◆ INFORMATION SUPPLIED ◆
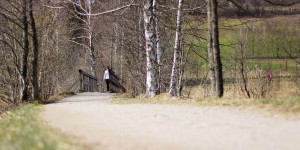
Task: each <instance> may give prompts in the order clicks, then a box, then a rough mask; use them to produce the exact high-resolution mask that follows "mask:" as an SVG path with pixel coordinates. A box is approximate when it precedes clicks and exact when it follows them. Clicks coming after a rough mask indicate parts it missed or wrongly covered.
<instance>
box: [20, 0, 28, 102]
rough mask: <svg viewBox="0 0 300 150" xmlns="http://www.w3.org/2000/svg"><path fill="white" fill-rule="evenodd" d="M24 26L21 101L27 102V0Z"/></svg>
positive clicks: (22, 0)
mask: <svg viewBox="0 0 300 150" xmlns="http://www.w3.org/2000/svg"><path fill="white" fill-rule="evenodd" d="M21 7H22V25H23V57H22V72H21V81H22V90H21V96H20V97H21V100H22V101H27V100H28V98H29V91H28V85H29V82H28V79H27V75H28V54H29V40H28V36H29V33H28V32H29V31H28V18H27V0H22V4H21Z"/></svg>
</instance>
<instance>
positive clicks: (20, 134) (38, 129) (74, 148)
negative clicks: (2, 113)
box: [0, 104, 76, 150]
mask: <svg viewBox="0 0 300 150" xmlns="http://www.w3.org/2000/svg"><path fill="white" fill-rule="evenodd" d="M39 111H40V106H39V105H37V104H28V105H24V106H22V107H20V108H18V109H14V110H11V111H8V112H6V113H4V114H2V115H1V116H0V149H1V150H61V149H62V150H64V149H76V148H75V146H72V143H71V142H70V141H68V140H67V138H66V137H64V136H63V135H59V134H58V133H57V134H54V133H53V132H52V131H51V129H49V128H47V127H46V126H44V125H43V123H42V121H41V120H39V116H38V114H39Z"/></svg>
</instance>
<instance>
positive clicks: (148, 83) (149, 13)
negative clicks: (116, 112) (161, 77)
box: [144, 0, 156, 97]
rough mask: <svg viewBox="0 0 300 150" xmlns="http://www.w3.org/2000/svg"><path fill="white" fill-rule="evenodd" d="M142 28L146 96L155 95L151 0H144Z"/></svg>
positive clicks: (154, 52)
mask: <svg viewBox="0 0 300 150" xmlns="http://www.w3.org/2000/svg"><path fill="white" fill-rule="evenodd" d="M144 24H145V25H144V28H145V39H146V61H147V63H146V71H147V77H146V92H147V96H148V97H154V96H156V80H155V69H154V60H155V56H154V54H155V40H156V38H155V19H154V14H153V0H144Z"/></svg>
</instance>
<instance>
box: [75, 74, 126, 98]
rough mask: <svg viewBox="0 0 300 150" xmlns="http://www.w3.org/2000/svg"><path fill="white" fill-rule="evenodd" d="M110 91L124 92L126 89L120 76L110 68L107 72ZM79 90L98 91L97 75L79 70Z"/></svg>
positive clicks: (124, 91) (85, 91) (80, 90)
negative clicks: (93, 74)
mask: <svg viewBox="0 0 300 150" xmlns="http://www.w3.org/2000/svg"><path fill="white" fill-rule="evenodd" d="M109 77H110V79H109V80H110V82H109V87H110V91H112V92H115V93H120V92H126V89H125V88H124V87H123V86H122V84H121V83H120V78H119V77H118V76H117V75H116V74H115V73H114V72H113V71H112V70H111V71H110V72H109ZM79 80H80V86H79V92H99V81H98V79H97V77H95V76H92V75H90V74H88V73H86V72H84V71H83V70H81V69H80V70H79Z"/></svg>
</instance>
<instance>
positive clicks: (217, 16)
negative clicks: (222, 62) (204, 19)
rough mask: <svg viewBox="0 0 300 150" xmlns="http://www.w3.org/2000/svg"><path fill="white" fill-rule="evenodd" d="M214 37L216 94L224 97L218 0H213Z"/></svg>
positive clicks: (214, 56) (213, 39)
mask: <svg viewBox="0 0 300 150" xmlns="http://www.w3.org/2000/svg"><path fill="white" fill-rule="evenodd" d="M211 10H212V15H211V16H212V39H213V44H212V45H213V55H214V64H215V78H216V83H215V84H216V96H217V97H222V96H223V93H224V87H223V73H222V62H221V54H220V42H219V27H218V24H219V23H218V22H219V20H218V1H217V0H212V3H211Z"/></svg>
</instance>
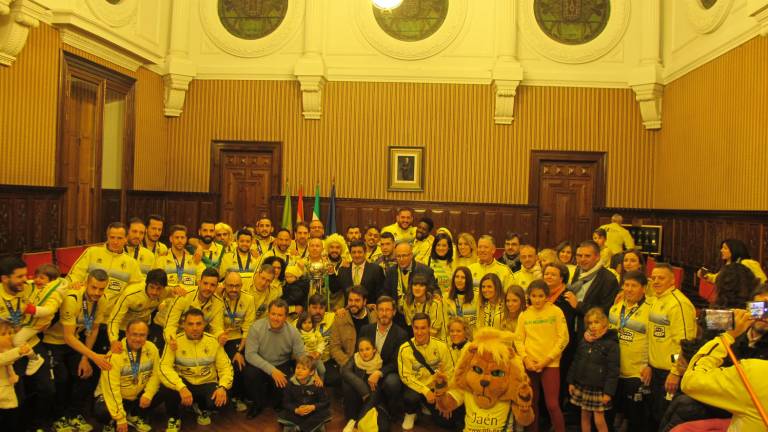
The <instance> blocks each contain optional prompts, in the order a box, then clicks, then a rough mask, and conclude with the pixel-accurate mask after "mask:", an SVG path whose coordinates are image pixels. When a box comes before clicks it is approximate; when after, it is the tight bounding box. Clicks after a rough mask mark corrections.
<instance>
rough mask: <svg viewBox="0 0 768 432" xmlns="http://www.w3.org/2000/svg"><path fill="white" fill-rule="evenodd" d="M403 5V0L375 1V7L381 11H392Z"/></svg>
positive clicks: (373, 3) (376, 0)
mask: <svg viewBox="0 0 768 432" xmlns="http://www.w3.org/2000/svg"><path fill="white" fill-rule="evenodd" d="M401 4H403V0H373V5H374V6H376V7H377V8H379V9H383V10H392V9H396V8H397V7H398V6H400V5H401Z"/></svg>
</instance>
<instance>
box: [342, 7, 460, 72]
mask: <svg viewBox="0 0 768 432" xmlns="http://www.w3.org/2000/svg"><path fill="white" fill-rule="evenodd" d="M353 1H354V2H355V22H356V23H357V27H358V28H359V29H360V32H361V33H362V35H363V36H364V37H365V40H367V41H368V43H370V44H371V46H372V47H374V48H375V49H376V50H378V51H379V52H381V53H382V54H384V55H387V56H390V57H393V58H396V59H400V60H421V59H425V58H429V57H432V56H434V55H435V54H438V53H439V52H441V51H443V50H444V49H446V48H447V47H448V46H449V45H450V44H451V42H453V41H454V40H455V39H456V37H457V36H458V35H459V33H461V30H462V28H463V27H464V22H465V21H466V19H467V7H468V2H469V0H449V4H448V14H447V16H446V17H445V21H444V22H443V24H442V25H441V26H440V28H439V29H437V31H436V32H435V33H434V34H432V35H431V36H429V37H427V38H426V39H423V40H420V41H412V42H405V41H401V40H398V39H395V38H393V37H392V36H390V35H388V34H387V33H386V32H385V31H384V30H383V29H382V28H381V27H380V26H379V24H378V23H377V22H376V17H375V16H374V15H373V6H372V4H371V1H370V0H353Z"/></svg>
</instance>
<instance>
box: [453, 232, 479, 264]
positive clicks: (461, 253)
mask: <svg viewBox="0 0 768 432" xmlns="http://www.w3.org/2000/svg"><path fill="white" fill-rule="evenodd" d="M456 252H458V254H457V256H456V259H455V260H454V266H455V267H457V268H458V267H462V266H463V267H469V265H470V264H474V263H476V262H477V242H475V238H474V237H472V234H470V233H461V234H459V236H458V240H456Z"/></svg>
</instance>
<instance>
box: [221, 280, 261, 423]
mask: <svg viewBox="0 0 768 432" xmlns="http://www.w3.org/2000/svg"><path fill="white" fill-rule="evenodd" d="M242 288H243V281H242V279H241V278H240V274H239V273H238V272H236V271H230V272H228V273H227V275H226V276H225V277H224V295H223V300H224V331H225V332H226V335H227V343H226V344H224V350H225V351H226V352H227V356H229V358H230V360H232V366H233V369H234V382H233V384H232V394H231V397H232V402H234V404H235V410H236V411H238V412H241V411H245V410H246V409H248V407H247V406H246V405H245V403H244V402H243V398H244V397H245V390H244V388H243V378H242V372H243V368H245V356H244V352H245V340H246V338H247V337H248V330H249V329H250V328H251V324H253V321H254V320H255V319H256V310H255V306H254V303H253V296H251V295H250V294H248V293H246V292H243V290H242Z"/></svg>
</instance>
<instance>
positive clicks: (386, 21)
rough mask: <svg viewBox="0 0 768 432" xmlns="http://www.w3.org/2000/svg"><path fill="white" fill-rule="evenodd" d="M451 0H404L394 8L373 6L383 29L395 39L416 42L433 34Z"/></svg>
mask: <svg viewBox="0 0 768 432" xmlns="http://www.w3.org/2000/svg"><path fill="white" fill-rule="evenodd" d="M448 2H449V0H403V3H402V4H401V5H400V6H398V7H397V8H395V9H392V10H382V9H379V8H377V7H376V6H372V7H373V15H374V16H375V17H376V22H377V23H378V24H379V26H380V27H381V29H382V30H384V31H385V32H386V33H387V34H388V35H390V36H392V37H393V38H395V39H399V40H401V41H405V42H414V41H420V40H423V39H426V38H428V37H430V36H432V35H433V34H434V33H435V32H436V31H437V30H438V29H439V28H440V26H441V25H443V22H444V21H445V17H446V16H447V15H448Z"/></svg>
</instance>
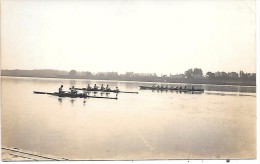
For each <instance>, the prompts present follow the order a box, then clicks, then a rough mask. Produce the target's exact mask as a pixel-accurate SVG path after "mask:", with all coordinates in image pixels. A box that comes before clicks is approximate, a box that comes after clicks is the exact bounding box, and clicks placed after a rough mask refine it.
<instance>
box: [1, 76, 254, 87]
mask: <svg viewBox="0 0 260 164" xmlns="http://www.w3.org/2000/svg"><path fill="white" fill-rule="evenodd" d="M1 77H17V78H43V79H67V80H97V81H105V80H106V81H122V82H141V83H142V82H143V83H174V84H176V83H177V84H196V85H207V84H208V85H225V86H228V85H230V86H231V85H233V86H234V85H235V86H248V87H256V81H229V80H226V81H223V80H209V79H202V80H201V79H191V80H190V79H171V80H167V81H166V80H151V81H146V80H136V79H133V80H131V79H96V78H92V79H88V78H84V77H75V78H69V77H53V76H44V77H39V76H12V75H1Z"/></svg>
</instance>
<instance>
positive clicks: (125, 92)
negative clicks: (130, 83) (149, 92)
mask: <svg viewBox="0 0 260 164" xmlns="http://www.w3.org/2000/svg"><path fill="white" fill-rule="evenodd" d="M75 89H76V90H83V91H87V92H112V93H136V94H137V93H138V92H127V91H118V90H111V89H109V90H106V89H104V90H101V89H93V88H92V89H87V88H75Z"/></svg>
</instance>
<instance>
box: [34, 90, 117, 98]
mask: <svg viewBox="0 0 260 164" xmlns="http://www.w3.org/2000/svg"><path fill="white" fill-rule="evenodd" d="M33 93H34V94H48V95H52V96H58V97H70V98H105V99H117V97H103V96H89V95H86V94H71V93H59V92H54V93H49V92H38V91H34V92H33Z"/></svg>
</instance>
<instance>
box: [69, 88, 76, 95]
mask: <svg viewBox="0 0 260 164" xmlns="http://www.w3.org/2000/svg"><path fill="white" fill-rule="evenodd" d="M70 93H71V94H77V91H76V89H75V88H74V86H72V87H71V88H70Z"/></svg>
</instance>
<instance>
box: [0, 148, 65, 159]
mask: <svg viewBox="0 0 260 164" xmlns="http://www.w3.org/2000/svg"><path fill="white" fill-rule="evenodd" d="M1 151H2V161H4V162H7V161H65V160H69V159H66V158H61V157H55V156H51V155H43V154H38V153H35V152H30V151H26V150H22V149H19V148H7V147H2V149H1Z"/></svg>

◆ YOUR TASK ◆
Tally up the lines in the records that contain the word "each" and give only the total.

◆ EXERCISE OUTPUT ◆
3